Can you transcribe each of the lines below word for word, without changing anything?

┌────────

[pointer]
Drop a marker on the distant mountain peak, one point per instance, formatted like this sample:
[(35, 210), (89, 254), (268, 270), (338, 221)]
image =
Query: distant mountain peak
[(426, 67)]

└────────

• [Full response]
[pointer]
Drop a marker on the distant mountain peak, one point per instance, formatted like this sample:
[(35, 210), (89, 254), (268, 270), (338, 221)]
image =
Query: distant mountain peak
[(426, 67)]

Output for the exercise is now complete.